=== INPUT MATERIAL ===
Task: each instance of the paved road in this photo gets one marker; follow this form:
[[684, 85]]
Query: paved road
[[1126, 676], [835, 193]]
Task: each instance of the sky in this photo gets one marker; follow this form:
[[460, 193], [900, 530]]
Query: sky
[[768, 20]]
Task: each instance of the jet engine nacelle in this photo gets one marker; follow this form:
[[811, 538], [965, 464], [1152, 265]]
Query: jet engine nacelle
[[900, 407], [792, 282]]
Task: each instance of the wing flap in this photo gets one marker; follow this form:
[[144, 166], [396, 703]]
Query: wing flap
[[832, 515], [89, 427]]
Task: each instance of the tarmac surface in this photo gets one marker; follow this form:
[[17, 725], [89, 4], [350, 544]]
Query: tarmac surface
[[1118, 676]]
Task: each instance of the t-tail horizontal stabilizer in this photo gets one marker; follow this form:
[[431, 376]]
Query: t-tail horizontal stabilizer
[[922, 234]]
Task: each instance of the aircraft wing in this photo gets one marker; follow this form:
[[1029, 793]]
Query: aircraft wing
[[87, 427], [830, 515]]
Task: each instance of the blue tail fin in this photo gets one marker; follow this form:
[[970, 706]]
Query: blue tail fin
===
=== INPUT MATERIAL ===
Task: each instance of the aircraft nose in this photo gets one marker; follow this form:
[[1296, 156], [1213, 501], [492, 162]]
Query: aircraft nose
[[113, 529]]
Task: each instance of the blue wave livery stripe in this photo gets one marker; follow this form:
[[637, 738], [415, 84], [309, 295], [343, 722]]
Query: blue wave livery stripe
===
# AIM OF THE TASK
Please copy out the material above verbatim, starting at the line that contains "Task: each instance of the wing" and ending at the line that contains "[[1118, 676]]", with both of those lines included.

# PROBLEM SOLUTION
Task: each instance of the wing flap in this photo gets one marker; follow this form:
[[144, 166], [396, 703]]
Query: wing flap
[[832, 515], [89, 427]]
Task: each instance of the tarmac surface in this photo gets one marker; follow this form:
[[17, 725], [89, 4], [350, 544]]
Query: tarmac surface
[[1118, 676]]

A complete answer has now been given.